* _REQUIRED ACTIONS_:
• 1. Reproduce the portion of the article on the film Guidance that begins at "- Release date: 5" and ends at "the Discovery program.".
• 2. According to the article on the film Guidance, why does David Gold become unexpectedly popular with the students? Answer in one to three sentences.
• 3. Write the next part of the article on the film Guidance, picking up after its final sentence.

- Official Canadian poster
- Directed by: Pat Mills
- Written by: Pat Mills
- Produced by: Mike MacMillan; Alyson Richards; Ed Gernon;
- Starring: Pat Mills; Kevin Hanchard; Zahra Bentham; Alex Ozerov; Jen Goodhue; Maria Vacratsis; Eleanor Zichy; Allison Hossack;
- Cinematography: Daniel Grant
- Edited by: Bryan Atkinson
- Music by: Menalon
- Distributed by: Search Engine Films (Canada) Strand Releasing (U.S)
- Release date: 5 September 2014 (TIFF);
- Running time: 81 minutes
- Country: Canada
- Language: English

= Guidance (film) =

2014 film by Pat Mills

Guidance is a Canadian dark comedy film, which premiered at the 2014 Toronto Film Festival on September 5, 2014, as part of the Discovery program.

The full-length directorial debut of Pat Mills, the film stars Mills as David Gold, a down on his luck former child star who fabricates his credentials to take a job as a high school guidance counsellor. An unrecovered alcoholic and drug addict troubled by his faded success and in deep denial about both his closeted gay sexuality and his health following a skin cancer diagnosis, he becomes unexpectedly popular with the students after his habit of introducing them to his own deeply unhealthy coping mechanisms actually helps many of them solve their own problems.

The film's cast also includes Kevin Hanchard, Alex Ozerov, Zahra Bentham, Jen Goodhue, Maria Vacratsis, Eleanor Zichy and Allison Hossack. It has been picked up by Strand Releasing for distribution in the United States.

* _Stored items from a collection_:
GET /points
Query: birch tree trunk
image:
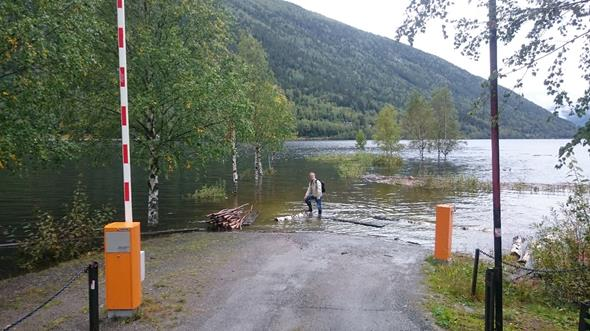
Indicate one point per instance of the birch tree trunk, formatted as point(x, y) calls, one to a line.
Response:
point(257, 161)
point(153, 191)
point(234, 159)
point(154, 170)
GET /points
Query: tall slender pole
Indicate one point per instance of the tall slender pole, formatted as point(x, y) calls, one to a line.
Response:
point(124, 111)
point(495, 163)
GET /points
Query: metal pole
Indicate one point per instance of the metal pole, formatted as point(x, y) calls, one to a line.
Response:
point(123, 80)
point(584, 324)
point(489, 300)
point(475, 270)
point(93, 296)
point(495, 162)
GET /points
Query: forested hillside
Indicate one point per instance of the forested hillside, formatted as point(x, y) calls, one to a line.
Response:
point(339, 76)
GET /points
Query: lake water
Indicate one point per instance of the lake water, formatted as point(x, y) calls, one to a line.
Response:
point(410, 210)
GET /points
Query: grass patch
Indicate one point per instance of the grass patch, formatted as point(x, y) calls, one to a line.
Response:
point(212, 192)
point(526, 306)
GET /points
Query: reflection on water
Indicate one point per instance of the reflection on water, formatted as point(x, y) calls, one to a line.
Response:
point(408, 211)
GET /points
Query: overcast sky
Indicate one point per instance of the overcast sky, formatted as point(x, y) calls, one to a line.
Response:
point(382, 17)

--

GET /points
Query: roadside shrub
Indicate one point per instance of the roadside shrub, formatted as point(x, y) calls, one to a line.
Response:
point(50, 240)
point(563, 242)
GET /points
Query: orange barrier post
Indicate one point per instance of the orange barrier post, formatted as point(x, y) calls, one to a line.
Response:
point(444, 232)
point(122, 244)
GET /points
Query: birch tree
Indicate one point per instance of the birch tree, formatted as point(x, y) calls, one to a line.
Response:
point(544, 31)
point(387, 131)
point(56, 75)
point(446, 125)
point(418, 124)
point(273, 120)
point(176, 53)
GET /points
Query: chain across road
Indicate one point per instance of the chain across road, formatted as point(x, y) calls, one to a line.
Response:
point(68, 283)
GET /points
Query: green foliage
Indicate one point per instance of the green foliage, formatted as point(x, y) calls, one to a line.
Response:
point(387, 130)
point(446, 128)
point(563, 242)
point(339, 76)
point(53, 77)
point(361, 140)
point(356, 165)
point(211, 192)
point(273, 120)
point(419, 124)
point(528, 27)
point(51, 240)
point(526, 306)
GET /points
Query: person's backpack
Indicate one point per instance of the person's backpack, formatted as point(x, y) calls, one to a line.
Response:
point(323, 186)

* _TASK-BY-TASK RESULTS_:
• 1.
- Release date: 5 September 2014 (TIFF);
- Running time: 81 minutes
- Country: Canada
- Language: English

= Guidance (film) =

2014 film by Pat Mills

Guidance is a Canadian dark comedy film, which premiered at the 2014 Toronto Film Festival on September 5, 2014, as part of the Discovery program.

• 2. He becomes popular because introducing the students to his own deeply unhealthy coping mechanisms actually helps many of them solve their own problems.

• 3.
==Background==
Mills, a former child actor who appeared on the television series You Can't Do That on Television in the 1980s, drew inspiration both from the troubled history of many child actors and from a desire to subvert the conventions of the stereotypical coming out narrative. He describes David Gold as an "alter ego" who faces some of the same insecurities that Mills had dealt with in his own life, but has much more dysfunctional ways of coping with them.

==Release==
Guidance has received positive reviews from critics upon its release. IndieWire called it "a must see and a moving laugh-out-loud romp from start to finish". Variety gave the film a positive review, stating that it was a "delightful debut" and "The modest pic's laughs get bigger as it goes along, and so does its surprising warmth". The Los Angeles Times called it "a creative hat-trick of wildly amusing proportions". Allmovie wrote "the writer-director's premiere effort announces him as a major new onscreen talent and a fresh and welcome comedic voice." It was reviewed as The New York Times Critics' Pick upon its release. Review aggregation website Rotten Tomatoes gives the film a score of 88% based on 16 reviews.